- Work to be completed
Swap "single dot" for "point" everywhere in the listing below, and give back its lines with nothing else altered.

- Records supplied

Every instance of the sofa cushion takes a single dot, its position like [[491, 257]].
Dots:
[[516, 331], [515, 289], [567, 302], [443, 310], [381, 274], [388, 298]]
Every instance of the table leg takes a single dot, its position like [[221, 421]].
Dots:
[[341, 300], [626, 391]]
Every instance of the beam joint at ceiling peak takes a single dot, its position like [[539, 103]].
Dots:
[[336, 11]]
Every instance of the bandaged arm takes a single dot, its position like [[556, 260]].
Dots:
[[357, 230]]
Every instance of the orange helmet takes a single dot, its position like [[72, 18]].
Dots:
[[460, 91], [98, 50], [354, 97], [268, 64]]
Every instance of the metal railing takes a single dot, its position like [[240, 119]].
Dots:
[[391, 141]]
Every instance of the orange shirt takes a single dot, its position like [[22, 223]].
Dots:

- Response to this exercise
Every instance of the sofa cushion takes a point, its position like [[491, 257]].
Dots:
[[516, 331], [515, 289], [567, 302], [443, 310], [381, 274], [388, 298]]
Every instance of the table leg takes a point, its position like [[221, 421]].
Dots:
[[341, 300], [626, 391]]
Every instance of the beam joint at ceiling peak takes a point, its position like [[539, 103]].
Dots:
[[336, 11]]
Every instance of the bandaged arm takes a point, its position like [[556, 260]].
Dots:
[[357, 230]]
Every instance of the orange helmet takes a point, its position like [[72, 18]].
Dots:
[[460, 91], [98, 50], [354, 97], [268, 64]]
Every instance of the metal railing takes a point, its position like [[240, 119]].
Dots:
[[391, 141]]
Every instance of the orange shirt takes a point, its position like [[22, 223]].
Dots:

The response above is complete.